** What to work on **
Would you write out all of the data exactly as it appears below?

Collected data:

--- START ---

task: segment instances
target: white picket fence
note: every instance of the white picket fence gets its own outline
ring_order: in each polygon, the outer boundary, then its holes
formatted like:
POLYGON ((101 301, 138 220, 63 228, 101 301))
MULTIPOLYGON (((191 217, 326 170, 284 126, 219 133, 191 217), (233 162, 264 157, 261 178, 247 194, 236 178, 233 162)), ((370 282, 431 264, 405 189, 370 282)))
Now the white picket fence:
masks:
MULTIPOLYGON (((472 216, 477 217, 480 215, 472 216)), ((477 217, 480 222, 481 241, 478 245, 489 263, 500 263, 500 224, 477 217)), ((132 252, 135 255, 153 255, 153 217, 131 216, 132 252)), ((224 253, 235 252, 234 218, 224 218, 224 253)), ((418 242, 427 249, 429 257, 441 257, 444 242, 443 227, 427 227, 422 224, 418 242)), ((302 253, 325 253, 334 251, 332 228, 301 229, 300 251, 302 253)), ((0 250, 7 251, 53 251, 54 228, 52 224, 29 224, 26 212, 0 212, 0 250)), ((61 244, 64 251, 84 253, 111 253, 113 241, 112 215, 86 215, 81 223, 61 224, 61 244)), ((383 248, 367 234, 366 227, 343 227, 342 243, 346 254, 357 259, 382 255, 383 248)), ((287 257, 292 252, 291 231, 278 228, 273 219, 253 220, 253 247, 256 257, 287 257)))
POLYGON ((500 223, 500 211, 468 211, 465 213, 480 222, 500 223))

--- END ---

** Completed task **
task: segment instances
target: white picket fence
note: every instance of the white picket fence gets its own outline
ring_order: in each polygon, the outer boundary, then its holes
formatted like:
POLYGON ((101 301, 138 220, 63 228, 101 301))
MULTIPOLYGON (((191 217, 326 170, 284 126, 219 133, 191 217), (233 162, 264 157, 261 178, 247 194, 236 178, 233 162)), ((370 282, 431 264, 405 189, 370 282)))
Now the white picket fence:
masks:
MULTIPOLYGON (((472 216, 477 217, 480 215, 472 216)), ((477 217, 480 222, 481 241, 478 245, 489 263, 500 263, 500 224, 477 217)), ((132 252, 135 255, 153 255, 153 217, 131 216, 132 252)), ((224 253, 235 252, 234 218, 224 218, 224 253)), ((418 242, 427 249, 429 257, 441 257, 444 242, 443 227, 427 227, 422 224, 418 242)), ((302 253, 325 253, 334 251, 332 228, 301 229, 300 251, 302 253)), ((0 250, 7 251, 53 251, 54 228, 52 224, 29 224, 26 212, 0 212, 0 250)), ((61 244, 64 251, 84 253, 111 253, 113 241, 112 215, 86 215, 81 223, 61 224, 61 244)), ((383 248, 367 234, 366 227, 343 227, 342 243, 346 254, 357 259, 382 255, 383 248)), ((287 257, 292 252, 291 231, 278 228, 273 219, 253 220, 253 247, 256 257, 287 257)))
POLYGON ((500 223, 500 211, 468 211, 465 213, 480 222, 500 223))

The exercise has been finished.